Instruction - Identify each line in the records below that contains the string "yellow" and copy those lines verbatim.

--- BEGIN ---

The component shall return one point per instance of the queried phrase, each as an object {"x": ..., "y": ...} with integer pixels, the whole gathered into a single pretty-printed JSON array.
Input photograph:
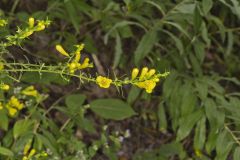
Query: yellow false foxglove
[
  {"x": 103, "y": 82},
  {"x": 135, "y": 72},
  {"x": 60, "y": 49}
]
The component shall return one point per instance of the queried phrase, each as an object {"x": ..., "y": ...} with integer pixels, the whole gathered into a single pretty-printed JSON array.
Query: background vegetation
[{"x": 192, "y": 114}]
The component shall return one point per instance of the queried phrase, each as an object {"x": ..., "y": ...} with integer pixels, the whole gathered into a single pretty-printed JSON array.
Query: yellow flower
[
  {"x": 85, "y": 64},
  {"x": 135, "y": 72},
  {"x": 14, "y": 103},
  {"x": 25, "y": 158},
  {"x": 103, "y": 82},
  {"x": 27, "y": 33},
  {"x": 27, "y": 147},
  {"x": 148, "y": 85},
  {"x": 60, "y": 49},
  {"x": 12, "y": 111},
  {"x": 31, "y": 22},
  {"x": 79, "y": 48}
]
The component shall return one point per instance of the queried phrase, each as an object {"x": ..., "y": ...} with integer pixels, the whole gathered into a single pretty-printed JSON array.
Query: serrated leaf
[
  {"x": 187, "y": 123},
  {"x": 200, "y": 134},
  {"x": 6, "y": 152},
  {"x": 145, "y": 46},
  {"x": 74, "y": 102},
  {"x": 207, "y": 5},
  {"x": 236, "y": 154},
  {"x": 22, "y": 127},
  {"x": 112, "y": 109},
  {"x": 3, "y": 120},
  {"x": 118, "y": 51},
  {"x": 162, "y": 118}
]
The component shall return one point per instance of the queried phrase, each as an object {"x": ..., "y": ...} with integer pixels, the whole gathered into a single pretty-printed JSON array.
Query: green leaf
[
  {"x": 3, "y": 120},
  {"x": 145, "y": 46},
  {"x": 200, "y": 134},
  {"x": 236, "y": 153},
  {"x": 199, "y": 49},
  {"x": 188, "y": 99},
  {"x": 230, "y": 43},
  {"x": 118, "y": 51},
  {"x": 162, "y": 118},
  {"x": 74, "y": 102},
  {"x": 207, "y": 5},
  {"x": 197, "y": 19},
  {"x": 187, "y": 123},
  {"x": 224, "y": 145},
  {"x": 73, "y": 14},
  {"x": 133, "y": 94},
  {"x": 6, "y": 152},
  {"x": 112, "y": 109},
  {"x": 176, "y": 40},
  {"x": 22, "y": 127}
]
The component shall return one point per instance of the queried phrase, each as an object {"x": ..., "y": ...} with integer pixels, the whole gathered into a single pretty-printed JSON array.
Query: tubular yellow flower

--- END ---

Task answer -
Query: yellow false foxglove
Query: yellow flower
Query: tubular yellow flower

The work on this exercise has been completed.